**Work required**
Having found the line that contains "cloud and report the pixel coordinates.", please retype only it and every line after it up to the end of the entries, exactly as written.

═══

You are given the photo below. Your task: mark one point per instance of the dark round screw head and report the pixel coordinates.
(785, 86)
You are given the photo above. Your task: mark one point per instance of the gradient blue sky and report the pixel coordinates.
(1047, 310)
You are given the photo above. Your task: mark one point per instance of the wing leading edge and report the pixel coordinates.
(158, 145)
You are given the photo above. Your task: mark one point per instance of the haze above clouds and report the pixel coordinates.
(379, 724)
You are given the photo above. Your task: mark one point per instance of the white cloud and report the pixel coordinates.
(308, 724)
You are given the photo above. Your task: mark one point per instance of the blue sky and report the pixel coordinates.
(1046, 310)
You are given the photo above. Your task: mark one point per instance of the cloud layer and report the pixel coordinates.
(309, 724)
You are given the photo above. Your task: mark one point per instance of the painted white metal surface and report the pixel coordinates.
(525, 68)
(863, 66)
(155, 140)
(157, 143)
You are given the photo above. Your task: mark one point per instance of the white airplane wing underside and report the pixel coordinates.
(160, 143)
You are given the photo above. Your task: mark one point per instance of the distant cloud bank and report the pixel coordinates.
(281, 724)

═══

**Solved exercise**
You are given the photo above. Your task: mark one point per instance of the white cloud and report the pixel coordinates.
(308, 724)
You are given the photo above. Your task: mark one point per instance of the blue sky and report the pixel coordinates.
(1046, 310)
You are given the photo above. Your task: mark one point per instance of the cloud layer and report the pixel coordinates.
(309, 724)
You are given the photo above. Your task: mark one point per instance of the painted white metal surface and report the pixel coordinates.
(525, 68)
(863, 66)
(155, 140)
(157, 143)
You are given the photo above. Your task: mark one point per instance of the white airplane wing underside and report the pixel coordinates.
(160, 143)
You are given the photo above. Your task: mark one point per instance of the distant cloud bank and report the pixel coordinates.
(281, 724)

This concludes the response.